[Set task]
Return, exactly, the line that contains "Practice step: label each instance of the cheek" together with all lines after it to the end of the entries, and no further lines.

Location identification entries:

[start]

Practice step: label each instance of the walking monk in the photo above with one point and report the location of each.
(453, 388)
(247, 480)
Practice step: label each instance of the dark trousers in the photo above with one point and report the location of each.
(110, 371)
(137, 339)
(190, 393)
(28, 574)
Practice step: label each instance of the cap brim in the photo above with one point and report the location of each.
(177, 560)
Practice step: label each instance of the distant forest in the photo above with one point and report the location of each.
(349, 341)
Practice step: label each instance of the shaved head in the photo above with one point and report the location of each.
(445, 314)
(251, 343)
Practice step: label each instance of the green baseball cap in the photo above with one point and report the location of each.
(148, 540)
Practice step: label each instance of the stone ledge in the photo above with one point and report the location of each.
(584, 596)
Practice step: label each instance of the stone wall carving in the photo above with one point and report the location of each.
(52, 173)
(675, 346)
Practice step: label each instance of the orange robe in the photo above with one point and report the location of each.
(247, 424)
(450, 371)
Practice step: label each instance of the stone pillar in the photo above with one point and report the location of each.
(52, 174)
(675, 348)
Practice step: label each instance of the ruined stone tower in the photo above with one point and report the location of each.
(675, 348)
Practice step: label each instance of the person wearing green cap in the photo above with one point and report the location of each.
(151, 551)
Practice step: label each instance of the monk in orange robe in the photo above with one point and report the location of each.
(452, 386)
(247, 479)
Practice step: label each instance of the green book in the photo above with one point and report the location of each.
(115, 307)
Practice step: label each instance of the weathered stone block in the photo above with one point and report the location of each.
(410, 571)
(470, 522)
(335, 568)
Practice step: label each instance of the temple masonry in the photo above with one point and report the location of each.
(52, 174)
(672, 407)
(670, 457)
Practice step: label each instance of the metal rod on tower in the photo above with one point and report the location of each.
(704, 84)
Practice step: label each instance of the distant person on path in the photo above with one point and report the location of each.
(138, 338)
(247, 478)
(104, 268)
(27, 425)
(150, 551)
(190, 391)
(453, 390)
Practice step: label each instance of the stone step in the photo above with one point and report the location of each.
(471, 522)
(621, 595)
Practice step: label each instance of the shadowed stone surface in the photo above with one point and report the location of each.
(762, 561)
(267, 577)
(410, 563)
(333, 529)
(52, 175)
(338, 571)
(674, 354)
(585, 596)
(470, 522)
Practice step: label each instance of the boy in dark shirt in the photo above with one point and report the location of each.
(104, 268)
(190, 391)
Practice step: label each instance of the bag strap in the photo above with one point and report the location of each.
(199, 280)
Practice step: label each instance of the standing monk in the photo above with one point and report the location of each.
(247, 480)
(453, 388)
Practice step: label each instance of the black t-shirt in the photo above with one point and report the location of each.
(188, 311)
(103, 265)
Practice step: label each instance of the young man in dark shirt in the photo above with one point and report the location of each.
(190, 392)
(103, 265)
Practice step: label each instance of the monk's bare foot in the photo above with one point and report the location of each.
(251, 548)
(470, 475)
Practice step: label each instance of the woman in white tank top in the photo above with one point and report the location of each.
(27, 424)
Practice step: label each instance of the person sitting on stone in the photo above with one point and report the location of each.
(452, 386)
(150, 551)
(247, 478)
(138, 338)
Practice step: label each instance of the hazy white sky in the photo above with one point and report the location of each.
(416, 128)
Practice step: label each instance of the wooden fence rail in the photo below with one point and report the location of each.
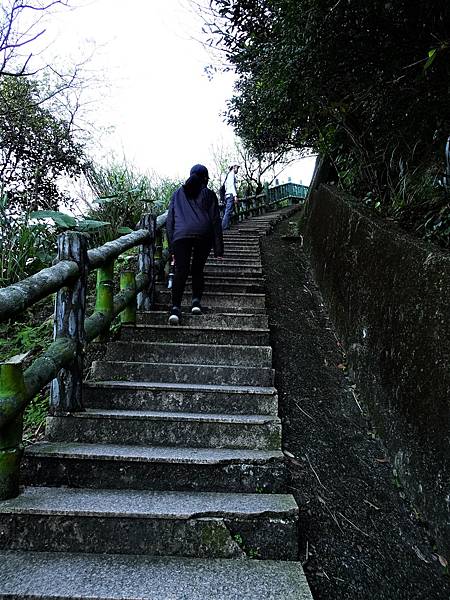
(62, 362)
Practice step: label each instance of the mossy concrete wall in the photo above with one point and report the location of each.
(389, 297)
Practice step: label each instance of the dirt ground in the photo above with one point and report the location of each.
(360, 538)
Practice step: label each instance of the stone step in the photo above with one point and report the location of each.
(225, 286)
(204, 354)
(231, 272)
(186, 373)
(180, 397)
(147, 428)
(186, 309)
(231, 299)
(235, 261)
(66, 576)
(227, 320)
(193, 524)
(242, 336)
(72, 464)
(252, 248)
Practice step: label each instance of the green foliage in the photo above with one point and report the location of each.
(35, 414)
(364, 83)
(25, 247)
(22, 337)
(32, 334)
(124, 195)
(36, 147)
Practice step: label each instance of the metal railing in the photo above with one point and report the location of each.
(62, 363)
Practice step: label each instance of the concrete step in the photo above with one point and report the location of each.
(66, 576)
(147, 428)
(186, 309)
(192, 524)
(253, 248)
(228, 320)
(186, 373)
(196, 334)
(235, 261)
(225, 285)
(204, 354)
(110, 466)
(231, 299)
(180, 397)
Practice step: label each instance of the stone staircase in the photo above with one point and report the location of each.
(174, 469)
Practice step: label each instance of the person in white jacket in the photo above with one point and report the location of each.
(231, 197)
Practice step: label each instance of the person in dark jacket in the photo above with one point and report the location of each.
(193, 228)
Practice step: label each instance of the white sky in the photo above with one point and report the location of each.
(165, 113)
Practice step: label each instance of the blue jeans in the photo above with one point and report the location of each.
(229, 204)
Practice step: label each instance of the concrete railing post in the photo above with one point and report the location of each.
(12, 389)
(128, 282)
(146, 262)
(70, 309)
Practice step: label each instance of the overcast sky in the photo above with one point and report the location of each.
(165, 113)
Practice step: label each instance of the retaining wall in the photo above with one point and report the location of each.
(389, 297)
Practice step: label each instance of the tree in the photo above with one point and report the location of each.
(37, 148)
(256, 169)
(21, 24)
(365, 83)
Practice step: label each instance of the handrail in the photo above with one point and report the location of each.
(62, 362)
(19, 296)
(59, 354)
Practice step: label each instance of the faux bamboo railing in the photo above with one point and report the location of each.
(269, 199)
(62, 363)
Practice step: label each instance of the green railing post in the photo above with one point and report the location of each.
(128, 282)
(104, 300)
(265, 206)
(159, 260)
(70, 310)
(12, 388)
(146, 261)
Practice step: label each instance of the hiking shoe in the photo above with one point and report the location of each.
(175, 316)
(196, 308)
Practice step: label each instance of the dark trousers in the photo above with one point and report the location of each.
(183, 250)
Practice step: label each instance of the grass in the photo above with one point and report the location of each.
(30, 335)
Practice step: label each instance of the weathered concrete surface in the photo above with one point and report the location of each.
(225, 320)
(204, 354)
(118, 577)
(190, 332)
(173, 397)
(189, 524)
(208, 374)
(167, 429)
(80, 465)
(388, 295)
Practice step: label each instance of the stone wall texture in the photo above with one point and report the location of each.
(388, 295)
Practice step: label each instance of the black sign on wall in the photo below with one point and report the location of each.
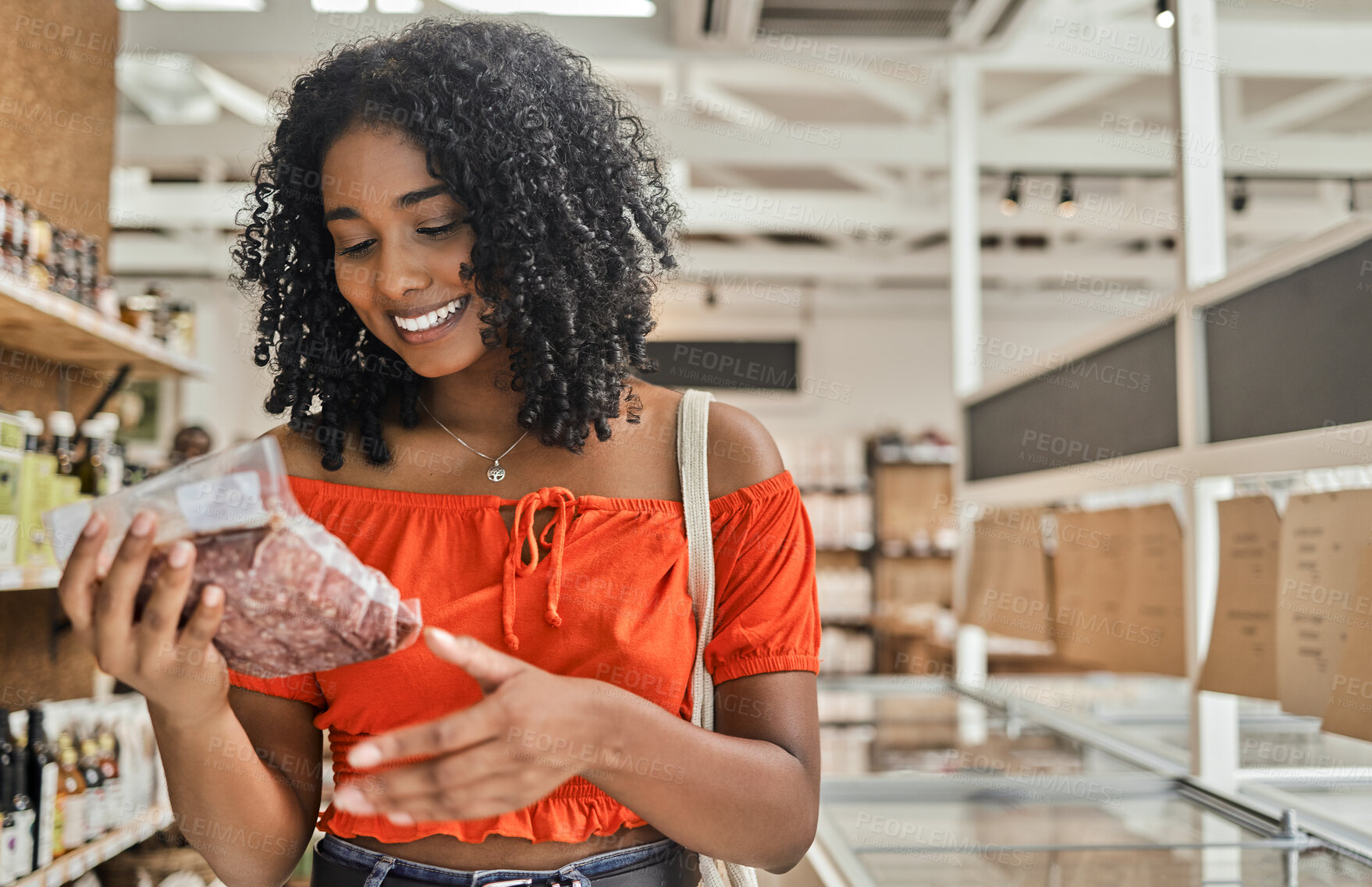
(733, 364)
(1114, 402)
(1292, 354)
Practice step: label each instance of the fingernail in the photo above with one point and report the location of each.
(94, 525)
(141, 524)
(364, 756)
(180, 554)
(439, 633)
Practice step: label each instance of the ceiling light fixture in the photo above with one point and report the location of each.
(1239, 199)
(1010, 203)
(1165, 16)
(210, 5)
(1066, 197)
(627, 9)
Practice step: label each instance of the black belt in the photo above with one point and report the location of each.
(673, 868)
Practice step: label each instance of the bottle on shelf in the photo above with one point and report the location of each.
(114, 452)
(23, 807)
(98, 819)
(92, 469)
(69, 821)
(62, 427)
(108, 298)
(37, 251)
(43, 780)
(108, 762)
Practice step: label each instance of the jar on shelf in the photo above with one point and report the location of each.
(181, 329)
(137, 311)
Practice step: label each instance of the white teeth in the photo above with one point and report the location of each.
(432, 318)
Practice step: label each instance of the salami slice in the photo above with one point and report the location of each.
(294, 601)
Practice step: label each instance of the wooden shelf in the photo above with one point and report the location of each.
(29, 577)
(77, 863)
(47, 325)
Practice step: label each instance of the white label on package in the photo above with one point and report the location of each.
(221, 502)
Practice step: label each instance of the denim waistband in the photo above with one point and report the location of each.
(595, 865)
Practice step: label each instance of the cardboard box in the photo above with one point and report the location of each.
(1088, 579)
(1120, 594)
(1153, 638)
(901, 583)
(1349, 706)
(1009, 583)
(912, 501)
(1317, 593)
(1243, 653)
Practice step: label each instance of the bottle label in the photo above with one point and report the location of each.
(23, 828)
(73, 820)
(9, 849)
(47, 814)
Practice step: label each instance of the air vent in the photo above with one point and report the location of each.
(930, 20)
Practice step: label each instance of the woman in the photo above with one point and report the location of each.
(456, 235)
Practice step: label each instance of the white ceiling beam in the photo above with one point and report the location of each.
(1076, 41)
(139, 143)
(1310, 106)
(1061, 96)
(970, 30)
(232, 95)
(873, 179)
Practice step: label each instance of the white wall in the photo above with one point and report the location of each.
(870, 361)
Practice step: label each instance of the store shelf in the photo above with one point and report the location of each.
(52, 327)
(29, 577)
(77, 863)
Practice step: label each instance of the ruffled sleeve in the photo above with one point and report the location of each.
(300, 687)
(766, 602)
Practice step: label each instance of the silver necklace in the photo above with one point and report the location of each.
(496, 472)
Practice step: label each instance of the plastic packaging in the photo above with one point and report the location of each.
(297, 599)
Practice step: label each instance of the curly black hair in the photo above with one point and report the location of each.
(567, 199)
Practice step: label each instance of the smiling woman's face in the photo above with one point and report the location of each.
(400, 243)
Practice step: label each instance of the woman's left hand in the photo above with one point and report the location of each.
(531, 733)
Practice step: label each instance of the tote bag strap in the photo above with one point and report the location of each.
(691, 450)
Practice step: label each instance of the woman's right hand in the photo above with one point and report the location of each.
(180, 672)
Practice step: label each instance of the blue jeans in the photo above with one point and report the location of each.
(579, 871)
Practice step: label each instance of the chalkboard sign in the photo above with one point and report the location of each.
(1116, 402)
(1294, 353)
(731, 364)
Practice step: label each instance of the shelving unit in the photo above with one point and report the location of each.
(77, 863)
(55, 328)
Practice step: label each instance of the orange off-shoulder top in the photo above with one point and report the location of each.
(608, 601)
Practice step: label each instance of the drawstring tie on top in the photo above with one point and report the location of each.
(521, 530)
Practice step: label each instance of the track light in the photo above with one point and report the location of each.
(1165, 18)
(1066, 197)
(1239, 200)
(1010, 203)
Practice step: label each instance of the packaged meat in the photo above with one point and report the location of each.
(297, 599)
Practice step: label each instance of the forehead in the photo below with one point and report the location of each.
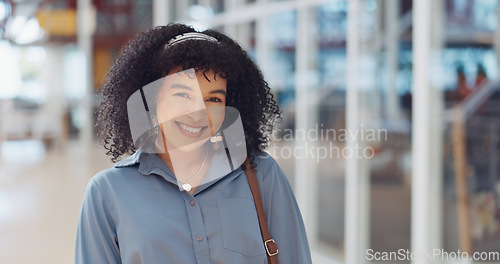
(203, 79)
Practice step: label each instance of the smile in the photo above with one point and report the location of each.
(191, 131)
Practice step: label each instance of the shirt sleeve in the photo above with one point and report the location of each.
(284, 219)
(96, 240)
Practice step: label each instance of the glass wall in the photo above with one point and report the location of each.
(371, 139)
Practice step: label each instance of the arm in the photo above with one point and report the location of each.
(96, 240)
(284, 218)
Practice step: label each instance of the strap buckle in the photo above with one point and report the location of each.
(267, 247)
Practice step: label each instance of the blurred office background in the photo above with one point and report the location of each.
(424, 73)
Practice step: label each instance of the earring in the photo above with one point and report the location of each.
(215, 140)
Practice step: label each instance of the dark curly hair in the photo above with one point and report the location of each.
(144, 60)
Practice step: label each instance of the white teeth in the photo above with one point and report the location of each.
(190, 129)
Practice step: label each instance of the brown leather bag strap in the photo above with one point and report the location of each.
(269, 243)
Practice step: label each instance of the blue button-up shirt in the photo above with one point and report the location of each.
(135, 213)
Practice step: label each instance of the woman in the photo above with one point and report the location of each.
(190, 107)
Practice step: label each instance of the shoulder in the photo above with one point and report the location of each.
(265, 165)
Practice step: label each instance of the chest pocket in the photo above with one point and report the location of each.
(240, 226)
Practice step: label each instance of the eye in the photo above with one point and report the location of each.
(214, 100)
(183, 95)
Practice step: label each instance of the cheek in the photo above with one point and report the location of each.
(217, 115)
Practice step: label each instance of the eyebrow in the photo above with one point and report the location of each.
(181, 86)
(185, 87)
(219, 91)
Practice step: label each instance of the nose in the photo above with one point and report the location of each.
(199, 116)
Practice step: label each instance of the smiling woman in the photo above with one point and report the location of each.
(190, 107)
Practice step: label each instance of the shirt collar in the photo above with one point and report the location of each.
(150, 163)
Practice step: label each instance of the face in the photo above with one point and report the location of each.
(190, 108)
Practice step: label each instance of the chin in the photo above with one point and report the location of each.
(188, 148)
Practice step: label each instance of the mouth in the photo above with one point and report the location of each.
(190, 131)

[end]

[Task response]
Practice step: label each instance of the cheek in the photo above with one point and report the location of each.
(217, 115)
Practice step: label each instance of the eyebrow in the photo above with one point and report the location of each.
(181, 86)
(185, 87)
(219, 91)
Practice step: label each instance of the nose in the photo above with one point and report the location of each.
(199, 116)
Practice step: label each instance of the smiling woman in the photo above with one point and report the location of each.
(190, 107)
Practice step: label each instance of the shirt collar in the photo above with one point and report the location of each.
(150, 163)
Practice step: label each instance of the face in the photo above with one point and report the location of each.
(190, 108)
Practice step: label each instance of the chin in the photo above with one point and report the location of each.
(188, 148)
Practice step: label each instance of the mouth in the photo above with one point and report the location of each.
(190, 131)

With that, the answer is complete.